» **INSTRUCCIONES Y REQUISITOS**
Cuenta cuántas líneas de los ítems de abajo contienen la palabra "fork". Responde solo con el número.

» **DATOS EXTRAÍDOS**

>>>

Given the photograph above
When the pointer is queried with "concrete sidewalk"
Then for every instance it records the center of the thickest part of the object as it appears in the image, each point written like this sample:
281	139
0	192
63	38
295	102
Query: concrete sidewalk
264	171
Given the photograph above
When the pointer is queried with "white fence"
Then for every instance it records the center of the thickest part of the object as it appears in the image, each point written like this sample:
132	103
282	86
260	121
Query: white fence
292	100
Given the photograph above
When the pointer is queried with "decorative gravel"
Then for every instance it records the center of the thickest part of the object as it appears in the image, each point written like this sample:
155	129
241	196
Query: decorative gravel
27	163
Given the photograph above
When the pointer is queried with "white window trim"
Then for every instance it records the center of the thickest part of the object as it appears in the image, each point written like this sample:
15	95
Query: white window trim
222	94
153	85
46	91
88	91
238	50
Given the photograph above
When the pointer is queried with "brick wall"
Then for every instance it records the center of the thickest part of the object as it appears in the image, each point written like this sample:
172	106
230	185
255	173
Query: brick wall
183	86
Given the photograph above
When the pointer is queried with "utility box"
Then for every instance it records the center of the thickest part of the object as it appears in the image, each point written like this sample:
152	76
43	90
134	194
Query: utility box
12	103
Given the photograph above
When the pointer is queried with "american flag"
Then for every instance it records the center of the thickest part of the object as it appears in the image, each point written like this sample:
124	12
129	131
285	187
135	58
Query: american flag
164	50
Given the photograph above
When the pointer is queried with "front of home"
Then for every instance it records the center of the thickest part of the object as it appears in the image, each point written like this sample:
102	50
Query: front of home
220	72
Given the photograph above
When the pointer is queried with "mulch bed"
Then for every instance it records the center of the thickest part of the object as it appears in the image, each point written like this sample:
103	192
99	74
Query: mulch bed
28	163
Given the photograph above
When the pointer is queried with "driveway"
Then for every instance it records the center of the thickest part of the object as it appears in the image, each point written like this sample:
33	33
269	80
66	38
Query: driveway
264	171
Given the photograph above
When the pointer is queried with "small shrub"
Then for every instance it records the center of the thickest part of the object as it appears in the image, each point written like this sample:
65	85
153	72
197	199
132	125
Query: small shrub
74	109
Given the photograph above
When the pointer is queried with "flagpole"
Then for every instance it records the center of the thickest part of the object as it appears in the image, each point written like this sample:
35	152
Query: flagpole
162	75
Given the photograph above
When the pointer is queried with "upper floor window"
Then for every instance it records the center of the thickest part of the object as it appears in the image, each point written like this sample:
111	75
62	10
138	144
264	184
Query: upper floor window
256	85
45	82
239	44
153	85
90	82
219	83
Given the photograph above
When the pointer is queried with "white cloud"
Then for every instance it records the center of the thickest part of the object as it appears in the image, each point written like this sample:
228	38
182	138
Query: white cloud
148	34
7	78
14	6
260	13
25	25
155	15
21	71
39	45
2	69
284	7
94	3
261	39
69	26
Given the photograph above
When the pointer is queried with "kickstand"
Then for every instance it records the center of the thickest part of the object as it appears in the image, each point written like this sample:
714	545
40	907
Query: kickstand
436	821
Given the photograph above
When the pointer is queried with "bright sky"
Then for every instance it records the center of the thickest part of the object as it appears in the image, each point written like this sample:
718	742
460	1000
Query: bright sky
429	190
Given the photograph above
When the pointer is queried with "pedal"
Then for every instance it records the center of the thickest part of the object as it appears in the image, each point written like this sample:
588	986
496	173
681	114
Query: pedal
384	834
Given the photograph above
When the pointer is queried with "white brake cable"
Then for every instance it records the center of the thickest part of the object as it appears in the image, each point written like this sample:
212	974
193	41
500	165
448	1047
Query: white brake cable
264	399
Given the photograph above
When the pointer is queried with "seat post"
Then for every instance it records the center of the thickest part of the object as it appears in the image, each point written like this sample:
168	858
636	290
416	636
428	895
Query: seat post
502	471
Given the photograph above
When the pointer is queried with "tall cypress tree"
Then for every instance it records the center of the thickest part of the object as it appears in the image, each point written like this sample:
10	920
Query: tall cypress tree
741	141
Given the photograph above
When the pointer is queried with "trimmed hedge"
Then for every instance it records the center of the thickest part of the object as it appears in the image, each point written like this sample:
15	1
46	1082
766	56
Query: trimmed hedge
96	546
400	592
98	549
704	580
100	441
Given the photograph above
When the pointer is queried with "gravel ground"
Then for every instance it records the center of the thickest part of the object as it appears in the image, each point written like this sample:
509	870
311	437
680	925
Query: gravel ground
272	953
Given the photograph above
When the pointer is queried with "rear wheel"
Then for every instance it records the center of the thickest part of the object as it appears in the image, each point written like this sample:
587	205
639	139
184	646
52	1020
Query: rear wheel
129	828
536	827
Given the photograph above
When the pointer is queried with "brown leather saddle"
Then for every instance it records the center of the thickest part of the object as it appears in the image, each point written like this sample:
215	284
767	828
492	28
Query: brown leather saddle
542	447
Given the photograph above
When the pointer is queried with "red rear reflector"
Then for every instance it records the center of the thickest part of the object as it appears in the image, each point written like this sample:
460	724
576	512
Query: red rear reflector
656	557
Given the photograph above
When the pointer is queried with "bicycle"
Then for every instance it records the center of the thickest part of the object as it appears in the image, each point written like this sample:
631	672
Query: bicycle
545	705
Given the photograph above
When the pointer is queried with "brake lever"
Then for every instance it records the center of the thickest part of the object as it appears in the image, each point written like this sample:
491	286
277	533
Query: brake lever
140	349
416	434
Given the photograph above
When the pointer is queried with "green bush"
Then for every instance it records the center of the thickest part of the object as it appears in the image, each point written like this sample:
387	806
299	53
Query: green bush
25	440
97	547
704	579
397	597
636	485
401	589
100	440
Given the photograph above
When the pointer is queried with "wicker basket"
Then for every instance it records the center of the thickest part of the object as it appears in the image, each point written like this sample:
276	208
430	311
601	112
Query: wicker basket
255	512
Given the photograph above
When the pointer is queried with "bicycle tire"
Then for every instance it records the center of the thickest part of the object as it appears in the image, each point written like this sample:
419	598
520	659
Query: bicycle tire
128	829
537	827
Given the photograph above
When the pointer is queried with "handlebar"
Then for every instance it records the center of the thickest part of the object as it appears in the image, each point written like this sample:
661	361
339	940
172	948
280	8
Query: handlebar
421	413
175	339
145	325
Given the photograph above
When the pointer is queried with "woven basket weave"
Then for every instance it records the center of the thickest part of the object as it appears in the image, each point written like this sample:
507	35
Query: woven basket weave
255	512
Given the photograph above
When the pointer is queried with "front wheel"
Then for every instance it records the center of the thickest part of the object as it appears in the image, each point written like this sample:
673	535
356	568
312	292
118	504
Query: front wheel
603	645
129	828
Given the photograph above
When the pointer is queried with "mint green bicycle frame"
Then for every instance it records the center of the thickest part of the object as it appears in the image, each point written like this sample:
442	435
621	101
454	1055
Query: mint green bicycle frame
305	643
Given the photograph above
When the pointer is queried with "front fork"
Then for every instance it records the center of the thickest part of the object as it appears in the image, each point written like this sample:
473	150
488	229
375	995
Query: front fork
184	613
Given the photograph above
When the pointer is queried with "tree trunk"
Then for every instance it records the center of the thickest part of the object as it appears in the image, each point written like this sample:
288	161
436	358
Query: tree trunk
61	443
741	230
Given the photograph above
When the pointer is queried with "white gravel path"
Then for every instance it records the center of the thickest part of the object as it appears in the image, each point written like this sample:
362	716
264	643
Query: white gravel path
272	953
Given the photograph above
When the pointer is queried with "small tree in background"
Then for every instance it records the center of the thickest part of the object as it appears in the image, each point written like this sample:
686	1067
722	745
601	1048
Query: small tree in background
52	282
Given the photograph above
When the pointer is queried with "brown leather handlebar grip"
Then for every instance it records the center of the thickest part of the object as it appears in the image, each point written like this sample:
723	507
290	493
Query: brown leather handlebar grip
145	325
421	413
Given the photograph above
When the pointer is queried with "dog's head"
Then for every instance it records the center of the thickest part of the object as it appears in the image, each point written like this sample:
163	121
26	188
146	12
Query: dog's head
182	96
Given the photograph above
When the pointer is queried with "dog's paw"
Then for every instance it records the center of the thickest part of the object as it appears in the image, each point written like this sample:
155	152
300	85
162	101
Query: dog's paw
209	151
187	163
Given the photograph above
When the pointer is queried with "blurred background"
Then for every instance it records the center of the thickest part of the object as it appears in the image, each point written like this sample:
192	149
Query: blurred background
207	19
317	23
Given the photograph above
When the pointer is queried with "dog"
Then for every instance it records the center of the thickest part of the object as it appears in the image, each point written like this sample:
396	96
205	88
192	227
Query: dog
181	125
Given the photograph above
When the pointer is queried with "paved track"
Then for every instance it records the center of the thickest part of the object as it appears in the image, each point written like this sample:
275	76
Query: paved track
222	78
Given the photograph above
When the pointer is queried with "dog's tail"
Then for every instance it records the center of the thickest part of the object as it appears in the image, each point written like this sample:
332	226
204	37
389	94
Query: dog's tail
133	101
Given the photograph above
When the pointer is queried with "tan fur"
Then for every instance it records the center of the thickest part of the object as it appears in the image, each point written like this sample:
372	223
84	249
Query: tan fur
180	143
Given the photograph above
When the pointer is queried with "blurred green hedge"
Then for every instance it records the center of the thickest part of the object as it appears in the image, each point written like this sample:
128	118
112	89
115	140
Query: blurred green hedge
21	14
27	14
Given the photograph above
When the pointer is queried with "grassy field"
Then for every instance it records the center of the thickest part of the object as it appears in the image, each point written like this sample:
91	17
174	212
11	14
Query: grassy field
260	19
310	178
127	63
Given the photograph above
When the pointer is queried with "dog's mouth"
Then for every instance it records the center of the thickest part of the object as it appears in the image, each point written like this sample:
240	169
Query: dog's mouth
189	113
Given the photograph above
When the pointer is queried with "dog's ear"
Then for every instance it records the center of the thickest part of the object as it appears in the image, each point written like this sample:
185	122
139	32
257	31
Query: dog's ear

<<<

» **EN RESPUESTA**
2